§ **Consigne**: Recopiez le passage du texte fourni qui commence par « Déjà, les stratèges » et s'arrête après « représentation est illégale. », en le mettant à jour : remplacez « Élections Canada » par « l’organisme électoral ».

§ **Texte fourni**:
- - - - - - -

La controverse des appels frauduleux survenus au cours de la dernière campagne électorale ne remet pas en question les résultats du scrutin; le gouvernement conservateur est majoritaire et il le demeurera peu importe l’issue de cette controverse.
Ce qui est en cause, c’est la Démocratie.
Tenter de décourager des électeurs d’aller voter en rendant cette tâche plus compliquée, c’est torpiller la Démocratie. Harceler des électeurs en leur faisant croire qu’un autre parti politique est responsable de cet harcèlement, c’est tenter de fausser leur choix.
La Démocratie est le pouvoir du peuple de choisir ses dirigeants. Idéalement, les gens devraient choisir leurs dirigeants d’après ce que les candidats se proposent de faire s’ils sont élus (ou réélus) et d’après leur compétence à gouverner. Dans l’exercice de ce choix, l’électeur doit tenir compte des antécédents des candidats, c’est-à-dire ce qu’ils ont accompli jusqu’ici.
Déjà, les stratèges politiques tentent d’orienter le vote d’après la personnalité des candidats, d’après l’image rassurante qu’ils projettent, d’après des slogans accrocheurs et d’après des campagnes de dénigrement ou des demi-vérités. Tout cela est regrettable, mais c’est parfaitement légal.
La ligne à ne pas dépasser est la légalité. Or cette ligne a été franchie.
Appeler, en se faisant passer pour Élections Canada, afin d’aviser des centaines électeurs qu’en raison d’un engorgement, ils devaient plutôt voter à un bureau de vote éloigné (et où ils n’étaient pas inscrits), c’est de la fausse représentation : or, qu’elle soit verbale ou écrite, la fausse représentation est illégale.
À l’heure actuelle, tous les indices portent à croire que certains stratèges du Parti conservateur ont été trop loin. Mais il n’est pas impossible que des zélés d’autres partis soient aussi fautifs. Aussi condamnables que soient leurs initiatives, on peut se rassurer à l’idée que nous vivons dans une société de droit et que les coupables devraient être démasqués et punis.
Par contre, ce qui est très inquiétant, c’est la stratégie utilisée jusqu’ici par le Premier ministre canadien pour se défendre. Ce que nous voyons, c’est son aveuglement politique et une agressivité — habituelle chez beaucoup de politiciens — qui consiste à accuser les autres des torts qu’on lui reproche.

- - - - - - -

§ **Matériel listé**:
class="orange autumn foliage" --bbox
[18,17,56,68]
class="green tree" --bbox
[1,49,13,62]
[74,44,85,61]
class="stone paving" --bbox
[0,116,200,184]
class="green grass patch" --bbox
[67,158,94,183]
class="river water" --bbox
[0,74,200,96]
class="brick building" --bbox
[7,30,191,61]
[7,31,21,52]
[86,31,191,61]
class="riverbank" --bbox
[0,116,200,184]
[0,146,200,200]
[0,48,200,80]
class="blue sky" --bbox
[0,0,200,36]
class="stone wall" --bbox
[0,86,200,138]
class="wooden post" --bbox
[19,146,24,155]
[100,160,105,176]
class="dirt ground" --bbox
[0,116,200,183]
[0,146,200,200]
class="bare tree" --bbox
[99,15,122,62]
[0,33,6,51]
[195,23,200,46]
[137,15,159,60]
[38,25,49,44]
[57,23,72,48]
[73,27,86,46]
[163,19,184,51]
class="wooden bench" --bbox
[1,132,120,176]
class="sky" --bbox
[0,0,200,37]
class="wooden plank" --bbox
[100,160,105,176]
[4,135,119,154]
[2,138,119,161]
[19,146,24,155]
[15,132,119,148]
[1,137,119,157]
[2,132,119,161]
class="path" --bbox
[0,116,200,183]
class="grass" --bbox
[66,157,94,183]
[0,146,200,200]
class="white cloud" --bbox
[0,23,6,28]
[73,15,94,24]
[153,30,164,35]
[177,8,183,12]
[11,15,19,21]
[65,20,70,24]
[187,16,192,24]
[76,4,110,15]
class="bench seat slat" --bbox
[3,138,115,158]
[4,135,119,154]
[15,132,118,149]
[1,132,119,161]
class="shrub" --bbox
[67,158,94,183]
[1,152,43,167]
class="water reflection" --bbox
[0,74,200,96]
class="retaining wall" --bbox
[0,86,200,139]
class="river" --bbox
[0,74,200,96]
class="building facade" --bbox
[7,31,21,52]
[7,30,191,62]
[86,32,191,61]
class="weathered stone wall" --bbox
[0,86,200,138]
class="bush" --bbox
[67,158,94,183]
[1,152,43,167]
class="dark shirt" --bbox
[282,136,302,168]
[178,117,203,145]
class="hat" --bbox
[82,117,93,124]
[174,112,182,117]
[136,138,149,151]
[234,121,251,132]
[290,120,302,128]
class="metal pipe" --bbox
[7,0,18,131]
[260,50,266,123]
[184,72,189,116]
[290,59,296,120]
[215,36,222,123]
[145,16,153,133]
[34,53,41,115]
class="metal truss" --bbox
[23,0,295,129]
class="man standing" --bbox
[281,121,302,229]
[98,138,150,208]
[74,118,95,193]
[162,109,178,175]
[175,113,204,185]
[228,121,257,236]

- - - - - - -

§ **Réponse**:
Déjà, les stratèges politiques tentent d’orienter le vote d’après la personnalité des candidats, d’après l’image rassurante qu’ils projettent, d’après des slogans accrocheurs et d’après des campagnes de dénigrement ou des demi-vérités. Tout cela est regrettable, mais c’est parfaitement légal.
La ligne à ne pas dépasser est la légalité. Or cette ligne a été franchie.
Appeler, en se faisant passer pour l’organisme électoral, afin d’aviser des centaines électeurs qu’en raison d’un engorgement, ils devaient plutôt voter à un bureau de vote éloigné (et où ils n’étaient pas inscrits), c’est de la fausse représentation : or, qu’elle soit verbale ou écrite, la fausse représentation est illégale.